Dataset records:

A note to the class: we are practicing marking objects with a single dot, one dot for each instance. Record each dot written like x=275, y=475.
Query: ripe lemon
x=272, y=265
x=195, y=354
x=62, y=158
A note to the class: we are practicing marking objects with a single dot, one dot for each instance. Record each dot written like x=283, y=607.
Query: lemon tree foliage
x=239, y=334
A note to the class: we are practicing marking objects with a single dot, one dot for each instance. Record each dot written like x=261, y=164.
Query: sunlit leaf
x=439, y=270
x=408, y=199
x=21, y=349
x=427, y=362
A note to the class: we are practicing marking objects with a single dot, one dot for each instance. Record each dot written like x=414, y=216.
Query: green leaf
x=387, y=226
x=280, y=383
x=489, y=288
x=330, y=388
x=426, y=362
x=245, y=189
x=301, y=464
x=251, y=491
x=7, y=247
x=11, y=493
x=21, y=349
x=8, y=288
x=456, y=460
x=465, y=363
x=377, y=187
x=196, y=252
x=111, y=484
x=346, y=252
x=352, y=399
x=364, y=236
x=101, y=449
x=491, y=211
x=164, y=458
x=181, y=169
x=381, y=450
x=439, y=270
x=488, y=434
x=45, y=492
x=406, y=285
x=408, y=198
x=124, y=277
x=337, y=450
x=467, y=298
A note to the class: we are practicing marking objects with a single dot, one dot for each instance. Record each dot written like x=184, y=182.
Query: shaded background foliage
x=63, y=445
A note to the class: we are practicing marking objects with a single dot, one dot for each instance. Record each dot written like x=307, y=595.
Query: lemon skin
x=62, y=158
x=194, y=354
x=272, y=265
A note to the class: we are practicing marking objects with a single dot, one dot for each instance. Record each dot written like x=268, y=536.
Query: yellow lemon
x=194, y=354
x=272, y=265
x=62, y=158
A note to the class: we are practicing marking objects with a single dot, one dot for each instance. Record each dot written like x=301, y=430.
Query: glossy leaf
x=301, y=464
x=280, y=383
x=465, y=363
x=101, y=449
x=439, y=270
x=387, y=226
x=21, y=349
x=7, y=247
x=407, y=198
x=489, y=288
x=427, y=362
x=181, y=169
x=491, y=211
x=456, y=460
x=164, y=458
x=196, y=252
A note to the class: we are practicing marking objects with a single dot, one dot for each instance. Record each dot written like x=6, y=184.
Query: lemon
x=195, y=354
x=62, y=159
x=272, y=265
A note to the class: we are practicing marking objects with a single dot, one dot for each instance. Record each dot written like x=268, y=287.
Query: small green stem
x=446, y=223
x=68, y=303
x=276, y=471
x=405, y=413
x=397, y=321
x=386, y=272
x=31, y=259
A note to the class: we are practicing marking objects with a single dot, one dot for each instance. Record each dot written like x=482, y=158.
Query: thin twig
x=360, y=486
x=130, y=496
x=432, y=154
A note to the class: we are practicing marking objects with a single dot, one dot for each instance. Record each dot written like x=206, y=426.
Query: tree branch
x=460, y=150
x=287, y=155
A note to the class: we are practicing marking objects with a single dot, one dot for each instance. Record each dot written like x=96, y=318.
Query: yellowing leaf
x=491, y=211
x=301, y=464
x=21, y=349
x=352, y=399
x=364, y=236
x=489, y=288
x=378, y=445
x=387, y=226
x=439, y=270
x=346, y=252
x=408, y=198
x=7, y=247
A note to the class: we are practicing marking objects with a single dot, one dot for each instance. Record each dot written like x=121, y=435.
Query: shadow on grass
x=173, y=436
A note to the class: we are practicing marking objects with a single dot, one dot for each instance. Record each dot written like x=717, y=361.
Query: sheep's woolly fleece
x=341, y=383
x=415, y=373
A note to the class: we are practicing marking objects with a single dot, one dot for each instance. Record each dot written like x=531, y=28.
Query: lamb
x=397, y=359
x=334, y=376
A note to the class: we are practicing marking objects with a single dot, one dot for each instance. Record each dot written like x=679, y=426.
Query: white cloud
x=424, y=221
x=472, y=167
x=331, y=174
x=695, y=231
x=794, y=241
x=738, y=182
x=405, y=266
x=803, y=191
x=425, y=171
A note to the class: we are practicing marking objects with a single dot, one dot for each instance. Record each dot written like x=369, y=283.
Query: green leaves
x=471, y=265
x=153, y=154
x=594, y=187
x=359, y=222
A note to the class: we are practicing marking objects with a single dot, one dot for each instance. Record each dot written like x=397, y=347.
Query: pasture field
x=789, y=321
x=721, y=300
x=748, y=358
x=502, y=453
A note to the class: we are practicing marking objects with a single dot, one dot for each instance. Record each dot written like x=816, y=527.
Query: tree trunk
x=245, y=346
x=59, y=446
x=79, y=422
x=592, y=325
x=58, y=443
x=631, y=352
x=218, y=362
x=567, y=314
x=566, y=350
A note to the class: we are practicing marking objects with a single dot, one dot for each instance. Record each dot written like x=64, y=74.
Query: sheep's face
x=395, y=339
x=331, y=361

What you will do: Restate the entries above. Match them exactly.

Written response:
A note to the class: we are practicing marking objects with a single dot, one dot for each instance. Record each dot written like x=275, y=475.
Query: ripe lemon
x=272, y=265
x=195, y=354
x=62, y=158
A note to the class: we are practicing marking objects with a single dot, one dot for each instance. Record each dot written like x=283, y=607.
Query: lemon tree foliage
x=239, y=334
A note to the class: we are practicing marking objects with a single dot, one dot for each instance. Record each dot written like x=261, y=164.
Query: sunlit leaf
x=439, y=270
x=408, y=199
x=21, y=349
x=427, y=362
A note to the class: we are practicing marking objects with a single dot, one dot for each instance. Record each dot written like x=414, y=216.
Query: green leaf
x=387, y=226
x=280, y=383
x=489, y=288
x=330, y=388
x=426, y=362
x=245, y=189
x=301, y=464
x=251, y=491
x=7, y=247
x=11, y=493
x=21, y=349
x=8, y=288
x=456, y=460
x=465, y=363
x=377, y=187
x=196, y=252
x=111, y=484
x=346, y=252
x=352, y=399
x=364, y=236
x=101, y=449
x=491, y=211
x=164, y=458
x=181, y=169
x=381, y=450
x=439, y=270
x=488, y=434
x=45, y=492
x=406, y=285
x=408, y=198
x=124, y=277
x=337, y=450
x=467, y=298
A note to the class: we are practicing marking objects with a single dot, one dot for each instance. Record each dot written like x=184, y=182.
Query: shaded background foliage
x=63, y=445
A note to the class: we are practicing marking objects with a single dot, one dot for each instance. Record each dot written like x=307, y=595.
Query: lemon skin
x=62, y=158
x=194, y=354
x=272, y=265
A note to the class: we are practicing marking objects with a single dot, one dot for each instance. Record each dot written like x=268, y=536.
Query: yellow lemon
x=194, y=354
x=272, y=265
x=62, y=158
A note to the class: we are practicing marking objects with a single dot, one dot for each instance. Record each dot written like x=301, y=430.
Query: glossy leaf
x=301, y=464
x=280, y=383
x=465, y=363
x=101, y=449
x=439, y=270
x=387, y=226
x=21, y=349
x=7, y=247
x=407, y=198
x=489, y=288
x=427, y=362
x=181, y=169
x=491, y=211
x=456, y=460
x=164, y=458
x=196, y=252
A note to the class: we are practicing marking objects with a single dot, one dot for each instance. Record each dot written like x=6, y=184.
Query: lemon
x=195, y=354
x=62, y=159
x=272, y=265
A note to the class: we are practicing marking objects with a single dot, one dot for each instance. Record each dot written like x=268, y=287.
Query: small green stem
x=446, y=223
x=68, y=303
x=276, y=471
x=405, y=413
x=397, y=321
x=386, y=272
x=31, y=259
A note to the class: we are practicing marking objects with a single dot, one dot for each instance. Record each dot written like x=482, y=158.
Query: thin twig
x=360, y=486
x=130, y=496
x=432, y=154
A note to the class: we are practicing marking objects with a single dot, one dot for each instance. Record each dot written like x=206, y=426.
Query: tree branch
x=460, y=150
x=287, y=155
A note to the class: we are practicing marking objects with a single dot, one dot for each instance. Record each dot written like x=96, y=318.
Query: yellowing leaf
x=491, y=211
x=301, y=464
x=21, y=349
x=352, y=399
x=364, y=236
x=489, y=288
x=378, y=445
x=387, y=226
x=439, y=270
x=346, y=252
x=408, y=198
x=7, y=247
A note to the class: we are practicing marking objects with a single dot, one dot for each instance. Record each dot written like x=121, y=435.
Query: shadow on grass
x=173, y=436
A note to the class: we are practicing marking objects with a single dot, one dot for each instance. Record each dot written like x=717, y=361.
Query: sheep's woolly fleece
x=341, y=383
x=415, y=373
A note to the class: we are practicing marking objects with a single dot, one dot for each instance. Record each dot written like x=531, y=28.
Query: lamb
x=397, y=359
x=334, y=376
A note to the class: we are practicing marking objects with a single dot, one dot for each instance. Record each dot written like x=679, y=426.
Query: white cloud
x=424, y=221
x=472, y=167
x=331, y=174
x=695, y=231
x=794, y=241
x=738, y=182
x=405, y=266
x=803, y=191
x=425, y=171
A note to the class: we are practicing marking objects with a single dot, one dot for each instance. Record each dot written like x=369, y=283.
Query: green leaves
x=471, y=265
x=153, y=154
x=594, y=187
x=359, y=222
A note to the class: we are practicing marking objects with a single dot, one dot for each instance. Record each dot written like x=397, y=347.
Query: pasture field
x=789, y=321
x=721, y=300
x=748, y=358
x=502, y=453
A note to the class: we are practicing marking objects with a single dot, one dot for each instance. Record each dot written like x=816, y=527.
Query: tree trunk
x=245, y=346
x=59, y=446
x=79, y=422
x=592, y=325
x=58, y=443
x=631, y=352
x=218, y=362
x=567, y=314
x=566, y=350
A note to the class: we are practicing marking objects with a single dot, one dot for each instance. Record each dot written like x=64, y=74.
Query: sheep's face
x=395, y=339
x=331, y=361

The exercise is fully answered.